§ Required work: Print all entries word for word.

########################################

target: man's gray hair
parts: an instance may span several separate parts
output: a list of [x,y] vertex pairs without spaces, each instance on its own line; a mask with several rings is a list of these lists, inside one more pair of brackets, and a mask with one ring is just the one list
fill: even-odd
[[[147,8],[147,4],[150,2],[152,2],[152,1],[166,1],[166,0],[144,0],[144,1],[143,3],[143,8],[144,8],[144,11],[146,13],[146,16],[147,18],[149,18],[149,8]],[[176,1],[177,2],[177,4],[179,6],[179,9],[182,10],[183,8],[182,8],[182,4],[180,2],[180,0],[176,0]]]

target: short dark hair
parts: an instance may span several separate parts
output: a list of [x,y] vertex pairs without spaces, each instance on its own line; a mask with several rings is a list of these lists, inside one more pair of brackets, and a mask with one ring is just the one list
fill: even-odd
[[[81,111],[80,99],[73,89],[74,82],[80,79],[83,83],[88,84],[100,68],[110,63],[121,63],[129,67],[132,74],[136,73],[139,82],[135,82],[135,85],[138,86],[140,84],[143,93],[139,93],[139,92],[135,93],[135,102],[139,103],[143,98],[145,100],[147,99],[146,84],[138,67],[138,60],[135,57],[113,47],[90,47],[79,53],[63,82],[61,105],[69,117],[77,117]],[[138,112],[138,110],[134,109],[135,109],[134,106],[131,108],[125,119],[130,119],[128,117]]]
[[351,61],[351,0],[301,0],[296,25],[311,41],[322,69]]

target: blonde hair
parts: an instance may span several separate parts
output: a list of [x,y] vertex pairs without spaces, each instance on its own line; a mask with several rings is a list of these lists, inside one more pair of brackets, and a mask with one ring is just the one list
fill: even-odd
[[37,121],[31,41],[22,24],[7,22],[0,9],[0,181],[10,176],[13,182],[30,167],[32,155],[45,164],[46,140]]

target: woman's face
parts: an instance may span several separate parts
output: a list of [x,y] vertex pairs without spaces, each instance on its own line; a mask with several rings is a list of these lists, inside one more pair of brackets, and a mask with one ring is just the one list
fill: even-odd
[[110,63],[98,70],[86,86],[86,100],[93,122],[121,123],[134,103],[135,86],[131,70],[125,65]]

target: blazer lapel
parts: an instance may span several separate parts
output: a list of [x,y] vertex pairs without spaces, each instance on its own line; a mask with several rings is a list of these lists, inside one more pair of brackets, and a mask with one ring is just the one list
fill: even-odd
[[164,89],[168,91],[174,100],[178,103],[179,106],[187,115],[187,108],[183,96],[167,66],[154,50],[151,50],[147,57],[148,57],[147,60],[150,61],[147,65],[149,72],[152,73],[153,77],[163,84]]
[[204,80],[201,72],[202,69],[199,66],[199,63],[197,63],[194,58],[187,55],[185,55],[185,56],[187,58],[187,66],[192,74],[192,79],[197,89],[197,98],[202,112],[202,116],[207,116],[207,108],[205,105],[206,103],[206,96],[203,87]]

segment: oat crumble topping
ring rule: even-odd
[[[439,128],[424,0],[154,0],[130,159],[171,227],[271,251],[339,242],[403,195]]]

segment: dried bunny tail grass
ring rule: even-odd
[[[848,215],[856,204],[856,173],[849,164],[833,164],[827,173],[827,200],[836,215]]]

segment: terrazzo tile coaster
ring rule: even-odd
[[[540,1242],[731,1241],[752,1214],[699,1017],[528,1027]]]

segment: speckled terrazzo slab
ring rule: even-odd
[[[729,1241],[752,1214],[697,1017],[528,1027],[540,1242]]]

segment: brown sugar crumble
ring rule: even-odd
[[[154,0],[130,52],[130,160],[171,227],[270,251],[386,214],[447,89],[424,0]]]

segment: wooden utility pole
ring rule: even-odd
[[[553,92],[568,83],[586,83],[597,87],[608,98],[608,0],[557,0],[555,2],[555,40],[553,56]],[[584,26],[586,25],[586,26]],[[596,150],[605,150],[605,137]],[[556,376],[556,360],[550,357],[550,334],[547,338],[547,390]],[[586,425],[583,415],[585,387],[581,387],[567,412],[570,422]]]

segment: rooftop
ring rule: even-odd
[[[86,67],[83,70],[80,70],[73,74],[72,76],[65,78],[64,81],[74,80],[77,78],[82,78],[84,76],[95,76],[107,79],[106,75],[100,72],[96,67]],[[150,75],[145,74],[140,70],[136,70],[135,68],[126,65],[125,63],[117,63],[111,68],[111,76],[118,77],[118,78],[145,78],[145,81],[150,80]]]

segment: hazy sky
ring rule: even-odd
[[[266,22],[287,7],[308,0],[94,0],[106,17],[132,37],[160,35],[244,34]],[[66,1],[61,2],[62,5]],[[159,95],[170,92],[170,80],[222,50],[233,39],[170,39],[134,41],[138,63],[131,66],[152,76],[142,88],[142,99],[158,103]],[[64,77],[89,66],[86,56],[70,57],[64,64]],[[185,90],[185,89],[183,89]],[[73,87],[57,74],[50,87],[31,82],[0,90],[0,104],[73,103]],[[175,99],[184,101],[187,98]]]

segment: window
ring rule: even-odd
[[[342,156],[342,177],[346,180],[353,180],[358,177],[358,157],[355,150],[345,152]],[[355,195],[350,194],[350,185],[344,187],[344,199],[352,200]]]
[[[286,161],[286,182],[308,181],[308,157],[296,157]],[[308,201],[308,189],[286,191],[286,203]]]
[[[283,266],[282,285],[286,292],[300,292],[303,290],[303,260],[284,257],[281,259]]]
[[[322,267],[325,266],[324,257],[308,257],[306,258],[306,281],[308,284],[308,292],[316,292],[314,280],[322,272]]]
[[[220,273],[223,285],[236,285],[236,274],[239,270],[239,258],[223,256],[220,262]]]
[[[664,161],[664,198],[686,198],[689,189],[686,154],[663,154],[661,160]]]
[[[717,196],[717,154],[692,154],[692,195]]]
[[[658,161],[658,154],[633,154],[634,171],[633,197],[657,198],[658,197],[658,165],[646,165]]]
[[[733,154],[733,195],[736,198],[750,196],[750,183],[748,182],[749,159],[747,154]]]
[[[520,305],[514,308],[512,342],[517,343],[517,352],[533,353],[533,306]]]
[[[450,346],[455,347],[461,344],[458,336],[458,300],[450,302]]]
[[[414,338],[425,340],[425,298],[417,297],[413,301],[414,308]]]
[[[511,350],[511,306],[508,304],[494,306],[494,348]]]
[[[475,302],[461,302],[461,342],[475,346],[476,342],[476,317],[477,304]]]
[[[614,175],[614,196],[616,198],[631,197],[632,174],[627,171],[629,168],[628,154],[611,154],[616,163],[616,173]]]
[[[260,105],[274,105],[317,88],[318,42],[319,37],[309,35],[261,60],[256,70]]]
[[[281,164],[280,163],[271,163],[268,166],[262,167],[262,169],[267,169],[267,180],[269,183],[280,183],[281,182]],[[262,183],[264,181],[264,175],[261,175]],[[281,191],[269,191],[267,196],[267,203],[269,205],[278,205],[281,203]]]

########################################

§ Response for this exercise:
target: man's gray hair
parts: an instance may span several separate parts
output: a list of [x,y] vertex pairs without spaces, each instance on its own line; a mask with several rings is a list of these lists, inside one more pair of brackets, and a mask with one ring is just the one list
fill: even-odd
[[[147,8],[147,4],[150,2],[152,2],[152,1],[166,1],[166,0],[144,0],[144,1],[143,3],[143,8],[144,8],[144,11],[146,13],[146,16],[147,18],[149,18],[149,8]],[[176,1],[177,2],[177,4],[179,6],[179,9],[182,10],[183,8],[182,8],[182,4],[180,2],[180,0],[176,0]]]

target: short dark hair
parts: an instance may span several separate parts
output: a list of [x,y] vertex pairs without spaces, each instance on its own line; a mask with several rings is a list of these lists, inside one more pair of brackets, and a mask with one ring is just the one list
fill: even-odd
[[[81,111],[80,99],[73,89],[74,82],[80,79],[83,83],[88,84],[100,68],[110,63],[121,63],[129,67],[132,74],[136,73],[139,82],[135,82],[135,85],[138,86],[140,84],[143,93],[139,93],[139,92],[135,93],[135,102],[139,103],[143,98],[145,100],[147,99],[146,84],[138,67],[138,60],[135,57],[113,47],[90,47],[79,53],[63,82],[61,105],[69,117],[77,117]],[[138,112],[138,110],[134,109],[135,109],[134,106],[131,108],[125,119],[130,119],[128,117]]]
[[351,61],[351,0],[301,0],[296,25],[311,41],[322,69]]

target: blonde hair
parts: an instance may span several separate parts
output: a list of [x,y] vertex pairs without spaces, each instance on its own line; a mask with several rings is a list of these lists, inside one more pair of brackets, and a mask with one ring is just the one list
fill: even-odd
[[37,121],[31,41],[22,24],[7,22],[0,9],[0,181],[10,176],[13,182],[30,167],[32,155],[45,164],[46,140]]

target: woman's face
parts: an instance may span several separate parts
output: a list of [x,y] vertex pairs without spaces, each instance on its own line; a mask with several rings is a list of these lists, inside one more pair of brackets, and a mask with one ring is just the one list
fill: even-odd
[[110,63],[98,70],[86,86],[86,100],[93,122],[121,123],[134,103],[135,86],[131,70],[125,65]]

target: blazer lapel
parts: an instance may span several separate parts
output: a list of [x,y] vertex pairs without spaces, each instance on its own line; a mask with several rings is a list of these lists, inside one more pair of brackets, and a mask with one ring is just the one list
fill: even-odd
[[164,89],[168,91],[174,100],[178,103],[179,106],[187,115],[187,108],[183,96],[167,66],[154,50],[151,50],[147,57],[148,57],[147,60],[150,61],[147,65],[149,72],[152,73],[153,77],[163,84]]
[[204,80],[201,72],[202,69],[199,66],[199,63],[197,63],[194,58],[187,55],[185,55],[185,56],[187,58],[187,66],[192,74],[192,79],[197,89],[197,98],[202,112],[202,116],[207,116],[207,108],[205,105],[206,103],[206,96],[203,87]]

segment: oat crumble topping
ring rule: even-odd
[[[439,128],[424,0],[154,0],[130,159],[171,227],[271,251],[339,242],[403,195]]]

segment: dried bunny tail grass
ring rule: even-odd
[[[848,215],[856,204],[856,173],[849,164],[833,164],[827,173],[827,200],[836,215]]]

segment: terrazzo tile coaster
ring rule: even-odd
[[[540,1242],[731,1241],[752,1214],[699,1017],[528,1027]]]

segment: speckled terrazzo slab
ring rule: even-odd
[[[729,1241],[752,1214],[697,1017],[528,1027],[540,1242]]]

segment: brown sugar crumble
ring rule: even-odd
[[[154,0],[130,52],[130,160],[171,227],[270,251],[386,214],[447,89],[424,0]]]

segment: wooden utility pole
ring rule: even-odd
[[[553,92],[568,83],[586,83],[597,87],[608,98],[608,0],[557,0],[555,2],[555,40],[553,56]],[[584,26],[586,25],[586,26]],[[596,150],[605,150],[605,137]],[[556,376],[556,360],[550,357],[550,334],[547,338],[547,390]],[[586,425],[583,415],[585,387],[581,387],[567,412],[570,422]]]

segment: rooftop
ring rule: even-odd
[[[86,67],[83,70],[80,70],[73,74],[72,76],[65,78],[64,81],[74,80],[77,78],[82,78],[84,76],[95,76],[107,79],[106,75],[100,72],[96,67]],[[150,75],[145,74],[140,70],[136,70],[135,68],[126,65],[125,63],[117,63],[111,68],[111,76],[118,77],[118,78],[145,78],[145,81],[150,80]]]

segment: hazy sky
ring rule: even-odd
[[[266,22],[287,7],[308,0],[94,0],[106,17],[132,37],[160,35],[244,34]],[[66,1],[61,2],[62,5]],[[159,95],[170,92],[170,80],[222,50],[233,39],[170,39],[134,41],[138,63],[131,66],[152,76],[142,88],[142,99],[158,103]],[[64,77],[89,66],[86,56],[70,57],[64,64]],[[185,90],[185,89],[183,89]],[[73,87],[57,74],[50,87],[31,82],[0,90],[0,104],[73,103]],[[175,99],[184,101],[187,98]]]

segment: window
ring rule: even-odd
[[[342,156],[342,177],[346,180],[353,180],[358,177],[358,157],[355,150],[345,152]],[[355,195],[350,194],[350,185],[344,187],[344,199],[352,200]]]
[[[286,161],[286,182],[308,181],[308,157],[296,157]],[[308,201],[308,189],[286,191],[286,203]]]
[[[283,266],[282,285],[286,292],[300,292],[303,290],[303,260],[284,257],[281,259]]]
[[[322,267],[325,266],[324,257],[308,257],[306,258],[306,281],[308,284],[308,292],[316,292],[314,280],[322,272]]]
[[[220,273],[223,285],[236,285],[236,274],[239,270],[239,258],[223,256],[220,262]]]
[[[664,161],[664,198],[686,198],[689,189],[686,154],[663,154],[661,160]]]
[[[717,196],[717,154],[692,154],[692,195]]]
[[[658,161],[658,154],[633,154],[634,171],[633,197],[657,198],[658,197],[658,165],[646,165]]]
[[[733,154],[733,195],[736,198],[750,196],[750,183],[748,182],[749,159],[747,154]]]
[[[520,305],[514,308],[512,342],[517,343],[517,352],[533,353],[533,306]]]
[[[450,346],[455,347],[461,344],[458,336],[458,300],[450,302]]]
[[[414,338],[425,340],[425,298],[417,297],[413,301],[414,308]]]
[[[511,350],[511,306],[508,304],[494,306],[494,348]]]
[[[475,302],[461,302],[461,342],[475,346],[476,342],[476,317],[477,304]]]
[[[614,175],[614,196],[616,198],[631,197],[632,174],[627,171],[629,168],[628,154],[611,154],[616,163],[616,173]]]
[[[260,105],[274,105],[317,88],[318,42],[319,37],[309,35],[261,60],[256,70]]]
[[[281,164],[280,163],[271,163],[268,166],[262,167],[262,169],[267,169],[267,180],[269,183],[280,183],[281,182]],[[262,183],[264,181],[264,175],[261,175]],[[281,191],[269,191],[267,196],[267,203],[269,205],[278,205],[281,203]]]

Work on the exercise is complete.